→ **The task**
Lines to restate from the data below: from the one containing "Target: flowstone formation" to the one containing "Objective — for every instance of the red helmet", both included. Give them again exactly, and only them.
Input for this task Block Start
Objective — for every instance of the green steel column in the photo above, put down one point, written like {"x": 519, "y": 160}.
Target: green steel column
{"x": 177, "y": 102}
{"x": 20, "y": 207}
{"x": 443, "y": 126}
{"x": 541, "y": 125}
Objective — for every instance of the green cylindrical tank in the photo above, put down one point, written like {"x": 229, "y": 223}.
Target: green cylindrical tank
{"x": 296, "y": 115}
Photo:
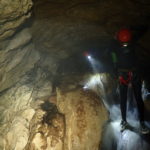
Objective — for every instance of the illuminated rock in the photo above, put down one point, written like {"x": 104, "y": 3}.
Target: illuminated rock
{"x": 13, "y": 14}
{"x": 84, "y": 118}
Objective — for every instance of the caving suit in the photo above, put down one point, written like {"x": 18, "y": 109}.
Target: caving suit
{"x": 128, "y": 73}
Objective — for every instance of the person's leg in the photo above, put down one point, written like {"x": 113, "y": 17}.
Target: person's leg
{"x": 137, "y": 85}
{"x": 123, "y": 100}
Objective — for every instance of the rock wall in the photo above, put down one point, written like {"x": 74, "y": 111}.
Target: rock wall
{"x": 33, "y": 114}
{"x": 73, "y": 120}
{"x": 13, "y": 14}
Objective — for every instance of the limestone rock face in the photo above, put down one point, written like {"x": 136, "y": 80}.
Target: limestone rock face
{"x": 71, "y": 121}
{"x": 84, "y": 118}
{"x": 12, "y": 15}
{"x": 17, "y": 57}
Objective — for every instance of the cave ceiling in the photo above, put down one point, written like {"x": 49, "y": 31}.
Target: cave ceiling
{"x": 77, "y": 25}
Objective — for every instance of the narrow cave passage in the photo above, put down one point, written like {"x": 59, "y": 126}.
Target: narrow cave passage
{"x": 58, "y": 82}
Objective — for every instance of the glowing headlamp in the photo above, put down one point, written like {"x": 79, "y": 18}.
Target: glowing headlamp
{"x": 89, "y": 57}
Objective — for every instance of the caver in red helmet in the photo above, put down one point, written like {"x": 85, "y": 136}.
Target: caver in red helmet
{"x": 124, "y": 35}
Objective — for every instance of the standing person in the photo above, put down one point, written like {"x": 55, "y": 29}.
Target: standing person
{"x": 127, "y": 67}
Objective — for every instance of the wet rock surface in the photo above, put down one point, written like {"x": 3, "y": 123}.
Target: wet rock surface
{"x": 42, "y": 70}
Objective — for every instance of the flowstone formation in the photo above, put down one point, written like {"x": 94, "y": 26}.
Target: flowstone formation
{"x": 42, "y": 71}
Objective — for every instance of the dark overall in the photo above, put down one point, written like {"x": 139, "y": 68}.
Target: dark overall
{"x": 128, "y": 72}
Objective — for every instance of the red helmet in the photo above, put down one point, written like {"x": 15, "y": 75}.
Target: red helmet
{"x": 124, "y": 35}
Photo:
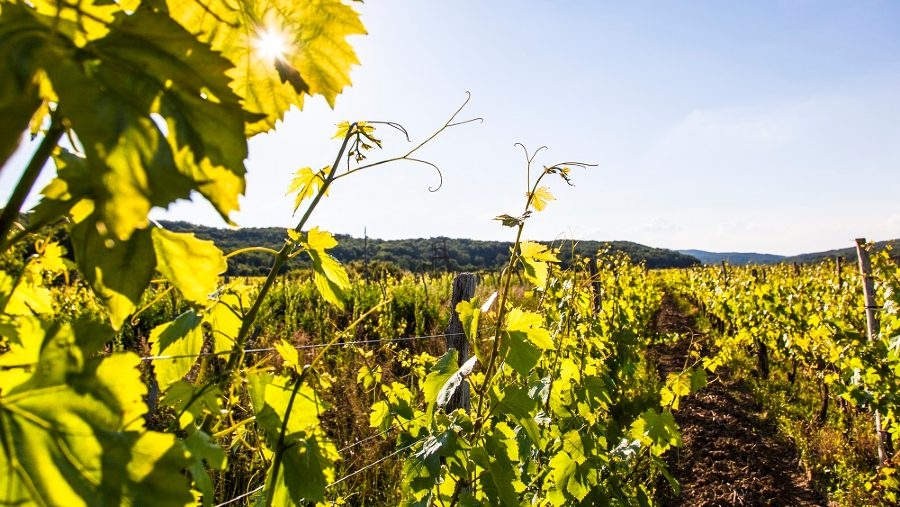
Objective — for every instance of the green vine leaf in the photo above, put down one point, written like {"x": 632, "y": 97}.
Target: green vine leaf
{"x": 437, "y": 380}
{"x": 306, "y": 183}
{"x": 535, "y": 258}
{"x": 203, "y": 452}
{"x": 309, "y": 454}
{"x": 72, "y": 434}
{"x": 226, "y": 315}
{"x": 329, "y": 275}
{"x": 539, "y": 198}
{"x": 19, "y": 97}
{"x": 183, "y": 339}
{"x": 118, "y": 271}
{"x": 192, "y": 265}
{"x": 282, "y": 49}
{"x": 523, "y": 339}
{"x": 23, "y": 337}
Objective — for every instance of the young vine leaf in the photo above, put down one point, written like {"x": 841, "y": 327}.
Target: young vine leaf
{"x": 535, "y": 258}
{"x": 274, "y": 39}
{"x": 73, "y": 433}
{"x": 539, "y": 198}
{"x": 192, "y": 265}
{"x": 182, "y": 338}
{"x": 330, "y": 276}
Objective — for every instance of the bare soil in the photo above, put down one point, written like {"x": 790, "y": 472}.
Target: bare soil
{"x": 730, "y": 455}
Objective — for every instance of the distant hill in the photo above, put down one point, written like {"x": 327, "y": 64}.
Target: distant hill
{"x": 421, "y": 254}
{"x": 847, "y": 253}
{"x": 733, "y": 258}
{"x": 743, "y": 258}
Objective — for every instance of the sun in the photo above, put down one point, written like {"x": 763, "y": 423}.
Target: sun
Input for this task Block End
Input for this task Block Start
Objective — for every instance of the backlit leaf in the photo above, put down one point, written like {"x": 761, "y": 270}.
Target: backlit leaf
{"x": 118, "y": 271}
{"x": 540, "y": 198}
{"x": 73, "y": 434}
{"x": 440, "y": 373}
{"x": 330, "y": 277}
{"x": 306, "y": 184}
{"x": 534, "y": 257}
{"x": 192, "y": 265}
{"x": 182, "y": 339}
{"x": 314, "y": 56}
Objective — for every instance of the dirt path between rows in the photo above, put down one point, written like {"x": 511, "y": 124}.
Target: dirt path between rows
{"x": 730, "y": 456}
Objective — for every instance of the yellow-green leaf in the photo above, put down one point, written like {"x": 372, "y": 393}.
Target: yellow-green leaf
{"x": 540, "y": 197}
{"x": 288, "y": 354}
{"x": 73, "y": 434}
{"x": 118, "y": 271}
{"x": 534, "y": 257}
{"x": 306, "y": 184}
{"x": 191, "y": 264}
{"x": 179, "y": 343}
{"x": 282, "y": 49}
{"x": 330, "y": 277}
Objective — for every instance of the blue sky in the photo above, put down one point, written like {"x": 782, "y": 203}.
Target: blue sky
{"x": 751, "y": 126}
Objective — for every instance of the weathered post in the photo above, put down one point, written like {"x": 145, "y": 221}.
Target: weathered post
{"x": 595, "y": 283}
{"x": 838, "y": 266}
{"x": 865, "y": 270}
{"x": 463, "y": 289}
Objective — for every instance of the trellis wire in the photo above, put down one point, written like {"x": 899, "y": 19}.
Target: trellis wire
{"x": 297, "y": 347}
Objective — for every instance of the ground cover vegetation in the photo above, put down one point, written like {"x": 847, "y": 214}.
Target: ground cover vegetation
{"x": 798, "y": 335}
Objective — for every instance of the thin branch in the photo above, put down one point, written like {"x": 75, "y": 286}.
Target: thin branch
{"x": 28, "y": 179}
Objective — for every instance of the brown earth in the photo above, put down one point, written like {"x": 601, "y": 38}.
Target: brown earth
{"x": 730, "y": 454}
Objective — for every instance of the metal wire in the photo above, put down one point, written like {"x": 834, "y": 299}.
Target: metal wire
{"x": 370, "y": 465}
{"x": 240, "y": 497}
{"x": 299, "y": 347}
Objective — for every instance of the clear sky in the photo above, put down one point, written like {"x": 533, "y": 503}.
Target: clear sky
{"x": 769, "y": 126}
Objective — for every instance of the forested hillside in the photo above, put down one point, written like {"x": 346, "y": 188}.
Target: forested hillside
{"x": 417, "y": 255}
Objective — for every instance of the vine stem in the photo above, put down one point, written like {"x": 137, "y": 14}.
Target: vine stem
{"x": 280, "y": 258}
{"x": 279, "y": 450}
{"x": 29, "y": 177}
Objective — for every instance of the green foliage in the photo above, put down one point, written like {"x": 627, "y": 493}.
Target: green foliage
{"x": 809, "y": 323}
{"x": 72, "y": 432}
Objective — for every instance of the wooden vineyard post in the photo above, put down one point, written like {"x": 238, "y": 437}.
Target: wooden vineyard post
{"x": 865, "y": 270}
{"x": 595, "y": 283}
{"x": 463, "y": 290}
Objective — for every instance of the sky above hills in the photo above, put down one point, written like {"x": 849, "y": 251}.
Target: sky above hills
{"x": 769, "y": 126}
Input for this task Block End
Input for this task Block Start
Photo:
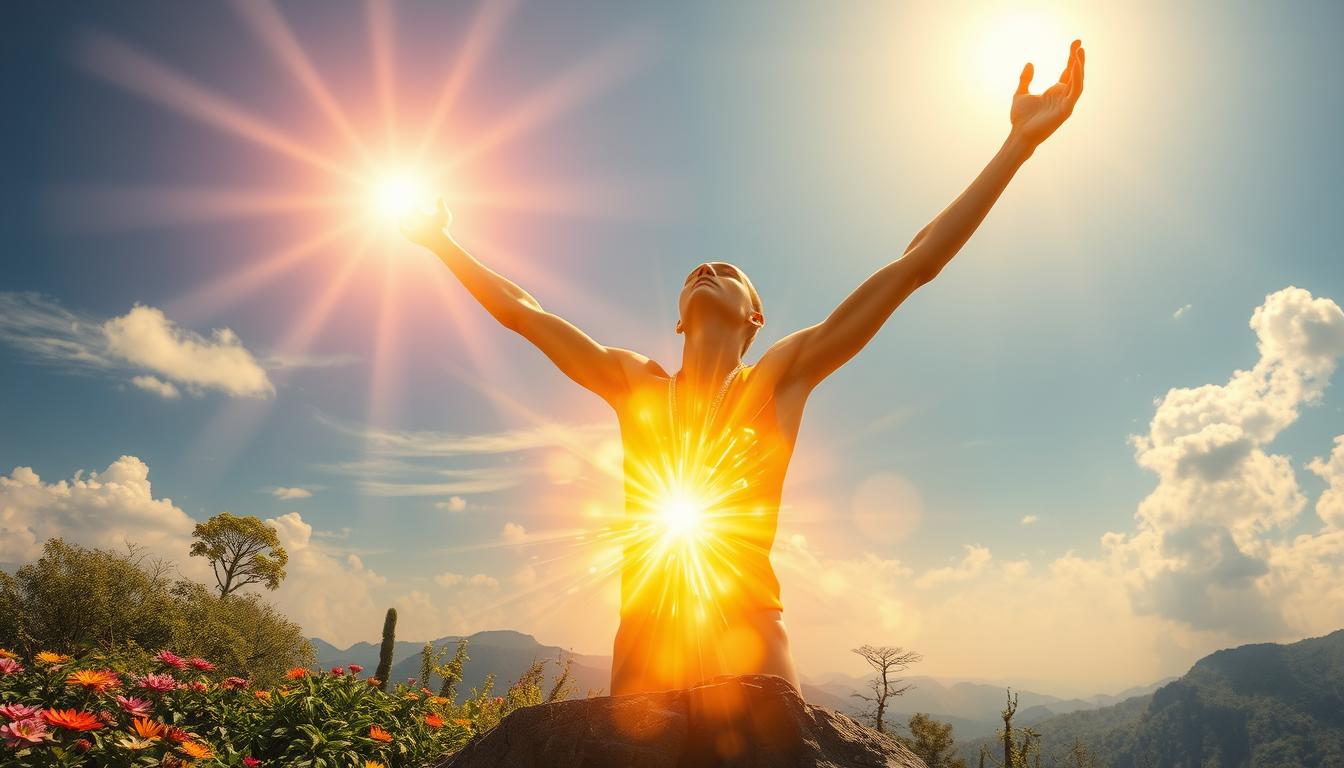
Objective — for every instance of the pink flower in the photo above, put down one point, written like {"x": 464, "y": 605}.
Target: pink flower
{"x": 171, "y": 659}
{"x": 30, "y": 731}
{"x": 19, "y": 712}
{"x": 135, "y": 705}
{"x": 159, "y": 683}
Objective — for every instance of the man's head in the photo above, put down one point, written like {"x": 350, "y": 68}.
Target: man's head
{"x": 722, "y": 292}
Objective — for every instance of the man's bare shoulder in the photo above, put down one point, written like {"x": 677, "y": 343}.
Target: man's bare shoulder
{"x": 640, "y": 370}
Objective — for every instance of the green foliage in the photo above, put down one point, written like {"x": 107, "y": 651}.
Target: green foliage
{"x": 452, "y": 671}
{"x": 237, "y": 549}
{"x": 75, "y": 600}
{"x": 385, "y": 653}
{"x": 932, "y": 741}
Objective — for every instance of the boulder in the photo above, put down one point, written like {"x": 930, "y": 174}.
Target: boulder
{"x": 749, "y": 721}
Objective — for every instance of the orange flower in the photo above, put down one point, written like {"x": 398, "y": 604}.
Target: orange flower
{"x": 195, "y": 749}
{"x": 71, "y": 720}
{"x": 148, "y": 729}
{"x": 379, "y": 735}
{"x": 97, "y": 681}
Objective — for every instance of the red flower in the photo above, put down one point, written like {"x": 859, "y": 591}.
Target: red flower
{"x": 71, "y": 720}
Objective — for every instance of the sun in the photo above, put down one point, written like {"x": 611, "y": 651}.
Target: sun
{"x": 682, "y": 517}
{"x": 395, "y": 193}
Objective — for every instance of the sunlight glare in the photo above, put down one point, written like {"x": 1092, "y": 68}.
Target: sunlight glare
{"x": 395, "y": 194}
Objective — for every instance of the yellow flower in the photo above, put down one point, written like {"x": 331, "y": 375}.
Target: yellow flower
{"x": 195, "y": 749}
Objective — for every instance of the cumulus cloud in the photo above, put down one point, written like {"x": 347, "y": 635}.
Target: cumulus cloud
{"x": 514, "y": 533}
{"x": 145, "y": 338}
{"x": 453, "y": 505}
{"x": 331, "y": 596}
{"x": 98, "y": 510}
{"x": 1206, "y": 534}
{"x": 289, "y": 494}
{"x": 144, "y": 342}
Input for this task Block End
→ **Result for this exercise**
Target: flowstone formation
{"x": 42, "y": 71}
Objective — for every instance of the dark overall in the photo above, put down one point, written like {"x": 139, "y": 68}.
Target: dark overall
{"x": 128, "y": 72}
Objective — for every instance of the red helmet in the photo above, put down one point, written like {"x": 15, "y": 75}.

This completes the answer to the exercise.